トレジャーハンター映画の感想文を、最後の文のあとから書き継いでください。

● **文書の抜粋**:
# # # # #
★★★☆☆
あらすじ
バハマ諸島でトレジャーハンターをするカップルは、伝説の沈没船を発見するが、同時に墜落した麻薬密輸の飛行機も見つけてしまう。
1977年の映画「ザ・ディープ」のリメイク作品。110分。
感想
麻薬密売組織と関わることになってしまったトレジャーハンターらの物語だ。スリル溢れる犯罪ものかと思ったら、青い空、青い海、レジャー、といったどこか陽気で溌溂とした雰囲気が漂っている。
主人公は、一獲千金を狙うトレジャーハンターだ。財宝を積んだ沈没船を探している。なんとなくロマンあふれることをやっているように思えるが、よく考えると火事場泥棒や墓場荒らしとそう変わらないような気がしてきた。彼らは伝説の沈没船と共に、密輸の麻薬を積んで墜落した飛行機を発見してしまうのだが、この船と飛行機の対比がそのことに気づかせてくれる。
どちらも海に沈んでいるにもかかわらず、数百年前の沈没船に対してはロマンを感じるだけで罪悪感がないのに、墜落したばかりの飛行機から何かを持ち去るのは不謹慎な気がしてしまうのは不思議だ。このロマンと不謹慎の境界線はどこにあるのだろう。遺族や関係者がいるかどうかだろうか。
物語はお宝探しがメインで描かれていく。麻薬の件は一旦脇に置いた状態で進行するので、ずっとそれが気にかかってあまり話に集中できないところがあった。ただ、海底でお宝船を見つけても、自分のものだと認めさせるにはいくつかの条件があるという話は興味深かった。
# # # # #
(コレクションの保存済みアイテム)

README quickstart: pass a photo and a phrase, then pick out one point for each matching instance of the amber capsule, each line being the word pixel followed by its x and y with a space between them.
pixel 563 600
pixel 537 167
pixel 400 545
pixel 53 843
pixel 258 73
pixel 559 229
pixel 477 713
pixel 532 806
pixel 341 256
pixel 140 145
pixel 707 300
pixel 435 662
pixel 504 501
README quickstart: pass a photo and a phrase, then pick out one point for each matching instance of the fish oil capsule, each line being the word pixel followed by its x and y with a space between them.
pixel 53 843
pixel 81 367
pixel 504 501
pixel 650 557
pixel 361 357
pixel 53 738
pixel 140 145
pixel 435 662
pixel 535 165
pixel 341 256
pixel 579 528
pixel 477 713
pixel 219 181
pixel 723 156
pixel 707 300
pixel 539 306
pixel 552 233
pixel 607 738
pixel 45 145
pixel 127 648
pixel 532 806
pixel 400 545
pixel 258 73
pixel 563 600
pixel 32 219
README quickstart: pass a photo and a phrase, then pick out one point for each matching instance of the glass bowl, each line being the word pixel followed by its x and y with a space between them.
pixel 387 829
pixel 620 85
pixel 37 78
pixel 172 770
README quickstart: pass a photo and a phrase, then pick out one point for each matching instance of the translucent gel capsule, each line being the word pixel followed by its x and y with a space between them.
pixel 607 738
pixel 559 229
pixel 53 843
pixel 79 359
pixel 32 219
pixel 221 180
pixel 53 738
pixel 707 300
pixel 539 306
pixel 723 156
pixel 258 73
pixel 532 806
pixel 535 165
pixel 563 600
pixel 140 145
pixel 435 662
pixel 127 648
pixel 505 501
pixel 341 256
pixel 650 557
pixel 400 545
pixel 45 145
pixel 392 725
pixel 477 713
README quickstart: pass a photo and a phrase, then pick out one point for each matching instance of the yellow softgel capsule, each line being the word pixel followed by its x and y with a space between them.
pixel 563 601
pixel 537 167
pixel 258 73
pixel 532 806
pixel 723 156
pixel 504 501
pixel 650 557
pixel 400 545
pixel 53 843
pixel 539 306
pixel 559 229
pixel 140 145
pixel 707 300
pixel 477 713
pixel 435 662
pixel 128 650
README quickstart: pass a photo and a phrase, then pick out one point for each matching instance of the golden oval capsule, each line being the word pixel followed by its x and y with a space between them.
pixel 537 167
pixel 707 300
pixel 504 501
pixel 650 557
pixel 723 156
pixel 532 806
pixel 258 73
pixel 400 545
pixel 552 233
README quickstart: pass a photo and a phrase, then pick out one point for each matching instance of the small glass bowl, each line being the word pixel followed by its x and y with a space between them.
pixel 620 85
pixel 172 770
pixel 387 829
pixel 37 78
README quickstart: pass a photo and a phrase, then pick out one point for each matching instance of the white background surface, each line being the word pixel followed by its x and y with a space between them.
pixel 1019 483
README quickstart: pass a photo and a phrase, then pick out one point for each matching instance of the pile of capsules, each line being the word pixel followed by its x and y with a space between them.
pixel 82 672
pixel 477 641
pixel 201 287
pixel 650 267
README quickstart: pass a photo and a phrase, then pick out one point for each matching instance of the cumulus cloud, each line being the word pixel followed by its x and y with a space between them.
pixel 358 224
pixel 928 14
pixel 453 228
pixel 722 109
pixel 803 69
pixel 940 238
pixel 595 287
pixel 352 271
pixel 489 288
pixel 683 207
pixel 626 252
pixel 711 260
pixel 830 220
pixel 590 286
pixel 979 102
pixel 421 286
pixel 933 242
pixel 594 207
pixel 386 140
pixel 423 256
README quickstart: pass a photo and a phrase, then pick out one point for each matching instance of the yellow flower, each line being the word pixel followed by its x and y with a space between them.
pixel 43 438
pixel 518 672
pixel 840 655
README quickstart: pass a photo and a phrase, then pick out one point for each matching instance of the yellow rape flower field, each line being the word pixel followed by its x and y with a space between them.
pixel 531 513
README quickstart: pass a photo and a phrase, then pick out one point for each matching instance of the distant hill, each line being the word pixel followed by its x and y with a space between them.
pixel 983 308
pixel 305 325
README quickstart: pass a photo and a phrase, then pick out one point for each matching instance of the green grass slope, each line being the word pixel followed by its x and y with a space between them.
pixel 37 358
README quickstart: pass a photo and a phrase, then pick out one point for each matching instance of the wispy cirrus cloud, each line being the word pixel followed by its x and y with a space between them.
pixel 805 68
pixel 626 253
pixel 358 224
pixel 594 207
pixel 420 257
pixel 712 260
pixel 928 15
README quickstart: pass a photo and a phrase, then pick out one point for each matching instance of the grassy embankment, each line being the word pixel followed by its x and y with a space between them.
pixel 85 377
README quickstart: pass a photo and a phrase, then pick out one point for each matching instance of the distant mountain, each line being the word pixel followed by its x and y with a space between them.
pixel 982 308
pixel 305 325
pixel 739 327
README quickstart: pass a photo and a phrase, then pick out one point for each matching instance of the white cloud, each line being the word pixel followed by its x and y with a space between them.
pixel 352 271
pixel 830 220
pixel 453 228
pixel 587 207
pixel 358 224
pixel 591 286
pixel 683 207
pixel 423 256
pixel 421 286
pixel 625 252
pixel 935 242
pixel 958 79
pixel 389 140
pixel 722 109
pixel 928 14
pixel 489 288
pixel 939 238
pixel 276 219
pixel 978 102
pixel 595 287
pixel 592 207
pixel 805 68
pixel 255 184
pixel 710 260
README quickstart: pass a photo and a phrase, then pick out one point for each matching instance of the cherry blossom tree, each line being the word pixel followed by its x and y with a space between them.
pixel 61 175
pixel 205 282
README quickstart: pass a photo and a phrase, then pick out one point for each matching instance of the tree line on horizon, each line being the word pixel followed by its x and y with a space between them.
# # # # #
● **出力**:
その条件をクリアするまでは、誰かに横取りされるリスクが常に付きまとうので気が気でないはずだ。何を発見したか、どこで発見したかなども誰にも教えるわけにはいかない。しかもその状態が何か月、何年と続くこともあるので、想像しているよりもトレジャーハンターたちの世界は、豪快でも爽やかでもなく、どちらかというとむしろ陰湿なのかもしれない。ギャンブラーと同じ匂いがする。
終盤にいよいよ麻薬がらみのトラブルが発生し、主人公らはそれに巻き込まれていく。だが発端となった友人は全然悪びれる様子もなく開き直っているし、その恋人が死んでも誰も気にしていないし、主人公は主人公で恋人が拉致されても放ったらかしで好き勝手に暴れているしで、色々と無茶苦茶だった。絶体絶命の窮地のはずなのに、それでもまだ沈没船を何とかしようとしているのも解せない。
密売組織とのトラブルを解決したいのか、お宝船を引き上げたいのか、どっちつかずの状態が続き、なんとも方向性が分かりづらい映画になっている。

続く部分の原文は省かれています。